Stored data

· · ·

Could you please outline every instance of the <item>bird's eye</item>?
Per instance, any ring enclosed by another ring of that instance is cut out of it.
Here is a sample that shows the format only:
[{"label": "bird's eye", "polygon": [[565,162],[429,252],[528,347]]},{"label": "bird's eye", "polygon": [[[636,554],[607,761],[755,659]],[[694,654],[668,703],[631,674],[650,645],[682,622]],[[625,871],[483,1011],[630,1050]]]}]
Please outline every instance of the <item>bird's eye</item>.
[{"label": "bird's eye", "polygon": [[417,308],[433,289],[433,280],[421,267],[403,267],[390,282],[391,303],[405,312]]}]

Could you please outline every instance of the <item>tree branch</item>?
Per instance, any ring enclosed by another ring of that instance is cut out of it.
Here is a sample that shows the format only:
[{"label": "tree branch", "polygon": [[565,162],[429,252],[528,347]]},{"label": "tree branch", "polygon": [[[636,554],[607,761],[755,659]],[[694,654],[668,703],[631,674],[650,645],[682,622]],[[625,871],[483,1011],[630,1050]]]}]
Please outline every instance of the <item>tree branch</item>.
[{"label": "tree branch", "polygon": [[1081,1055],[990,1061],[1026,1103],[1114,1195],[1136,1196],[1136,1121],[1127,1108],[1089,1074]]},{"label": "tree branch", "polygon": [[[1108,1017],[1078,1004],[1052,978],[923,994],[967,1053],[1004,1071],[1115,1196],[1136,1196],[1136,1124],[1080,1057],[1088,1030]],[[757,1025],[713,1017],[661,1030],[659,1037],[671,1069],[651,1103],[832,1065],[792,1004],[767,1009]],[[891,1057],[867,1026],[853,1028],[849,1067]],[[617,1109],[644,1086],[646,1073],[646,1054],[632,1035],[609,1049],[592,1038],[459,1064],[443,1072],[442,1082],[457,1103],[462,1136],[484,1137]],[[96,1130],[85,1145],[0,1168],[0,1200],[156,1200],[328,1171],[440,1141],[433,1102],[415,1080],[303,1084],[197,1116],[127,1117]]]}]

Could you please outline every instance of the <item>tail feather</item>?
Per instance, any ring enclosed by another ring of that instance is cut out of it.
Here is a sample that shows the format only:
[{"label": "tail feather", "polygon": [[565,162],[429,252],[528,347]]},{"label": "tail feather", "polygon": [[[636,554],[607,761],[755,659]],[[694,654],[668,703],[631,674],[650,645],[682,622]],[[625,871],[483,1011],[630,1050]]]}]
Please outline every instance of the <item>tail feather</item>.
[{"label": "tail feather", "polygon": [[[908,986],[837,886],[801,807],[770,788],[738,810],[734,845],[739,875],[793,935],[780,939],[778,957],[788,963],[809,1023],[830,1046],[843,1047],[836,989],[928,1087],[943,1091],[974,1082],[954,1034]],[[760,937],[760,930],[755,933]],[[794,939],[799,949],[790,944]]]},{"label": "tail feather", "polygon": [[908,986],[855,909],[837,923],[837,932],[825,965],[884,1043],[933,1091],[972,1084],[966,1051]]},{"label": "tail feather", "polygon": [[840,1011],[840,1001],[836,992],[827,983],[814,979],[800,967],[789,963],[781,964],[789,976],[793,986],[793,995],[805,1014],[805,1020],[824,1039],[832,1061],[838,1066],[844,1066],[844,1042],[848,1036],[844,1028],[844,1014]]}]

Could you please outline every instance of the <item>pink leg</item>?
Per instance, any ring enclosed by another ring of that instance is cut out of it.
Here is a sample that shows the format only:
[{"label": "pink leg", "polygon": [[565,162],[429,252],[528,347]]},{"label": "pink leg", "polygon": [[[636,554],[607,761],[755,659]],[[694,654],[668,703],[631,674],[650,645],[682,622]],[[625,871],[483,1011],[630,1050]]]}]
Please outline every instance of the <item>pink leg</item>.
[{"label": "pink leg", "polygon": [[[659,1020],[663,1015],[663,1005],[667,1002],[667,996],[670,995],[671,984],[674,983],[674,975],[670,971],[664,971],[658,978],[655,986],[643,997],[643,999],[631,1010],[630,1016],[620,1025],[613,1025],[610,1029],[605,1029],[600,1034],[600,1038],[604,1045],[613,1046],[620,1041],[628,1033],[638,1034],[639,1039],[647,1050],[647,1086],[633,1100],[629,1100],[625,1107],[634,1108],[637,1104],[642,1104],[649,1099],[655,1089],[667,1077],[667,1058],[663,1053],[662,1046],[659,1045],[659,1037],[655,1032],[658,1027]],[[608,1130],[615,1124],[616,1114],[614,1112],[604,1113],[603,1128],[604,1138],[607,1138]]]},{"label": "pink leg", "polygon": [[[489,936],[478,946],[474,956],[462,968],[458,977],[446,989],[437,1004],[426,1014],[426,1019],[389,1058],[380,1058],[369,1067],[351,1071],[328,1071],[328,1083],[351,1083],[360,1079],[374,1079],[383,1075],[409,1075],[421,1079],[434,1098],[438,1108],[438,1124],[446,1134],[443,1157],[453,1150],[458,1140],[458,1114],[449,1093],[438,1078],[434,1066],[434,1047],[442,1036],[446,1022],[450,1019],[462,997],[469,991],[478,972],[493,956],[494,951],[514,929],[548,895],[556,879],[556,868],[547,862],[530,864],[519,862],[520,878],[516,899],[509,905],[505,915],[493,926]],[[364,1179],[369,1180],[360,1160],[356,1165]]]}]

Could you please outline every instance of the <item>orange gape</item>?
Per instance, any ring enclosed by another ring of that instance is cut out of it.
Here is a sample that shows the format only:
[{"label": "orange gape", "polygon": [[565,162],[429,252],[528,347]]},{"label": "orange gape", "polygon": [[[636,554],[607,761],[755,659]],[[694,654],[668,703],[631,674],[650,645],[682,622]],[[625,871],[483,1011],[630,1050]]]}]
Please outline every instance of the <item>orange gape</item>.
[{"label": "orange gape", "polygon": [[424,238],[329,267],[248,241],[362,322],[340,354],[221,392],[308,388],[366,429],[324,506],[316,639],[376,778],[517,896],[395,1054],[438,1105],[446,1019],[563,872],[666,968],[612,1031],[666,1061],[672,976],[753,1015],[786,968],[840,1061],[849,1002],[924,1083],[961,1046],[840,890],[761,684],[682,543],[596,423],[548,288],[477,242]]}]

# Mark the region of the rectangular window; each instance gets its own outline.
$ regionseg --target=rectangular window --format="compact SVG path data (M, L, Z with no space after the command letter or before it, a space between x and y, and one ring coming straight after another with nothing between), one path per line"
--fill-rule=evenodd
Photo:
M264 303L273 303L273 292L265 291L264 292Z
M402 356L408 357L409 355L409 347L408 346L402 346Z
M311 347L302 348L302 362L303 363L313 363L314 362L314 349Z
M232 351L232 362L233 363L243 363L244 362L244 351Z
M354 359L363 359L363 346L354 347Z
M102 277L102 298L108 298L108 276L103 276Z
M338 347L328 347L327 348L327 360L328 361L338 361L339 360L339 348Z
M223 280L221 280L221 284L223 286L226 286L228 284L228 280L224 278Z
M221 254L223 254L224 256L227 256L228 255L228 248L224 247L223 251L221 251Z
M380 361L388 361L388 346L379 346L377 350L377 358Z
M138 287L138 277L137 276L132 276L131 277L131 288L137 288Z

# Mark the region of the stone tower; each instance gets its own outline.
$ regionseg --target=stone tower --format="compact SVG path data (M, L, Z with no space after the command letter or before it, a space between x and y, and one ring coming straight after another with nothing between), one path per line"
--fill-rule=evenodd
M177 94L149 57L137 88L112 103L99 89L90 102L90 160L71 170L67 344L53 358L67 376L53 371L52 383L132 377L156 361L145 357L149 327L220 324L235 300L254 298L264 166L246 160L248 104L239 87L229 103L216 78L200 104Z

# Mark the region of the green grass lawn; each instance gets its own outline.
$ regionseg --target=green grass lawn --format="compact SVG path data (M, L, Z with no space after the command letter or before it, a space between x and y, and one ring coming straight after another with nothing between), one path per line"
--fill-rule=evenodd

· · ·

> [Requirement]: Your reply should hold every line from the data that contains "rectangular", copied in full.

> [Answer below]:
# Mark the region of the rectangular window; each instance gets its own outline.
$ regionseg --target=rectangular window --format="compact SVG path data (M, L, Z with no space after the command letter or before it, a space between x and y, and one ring coming straight after another with nothing between), one path per line"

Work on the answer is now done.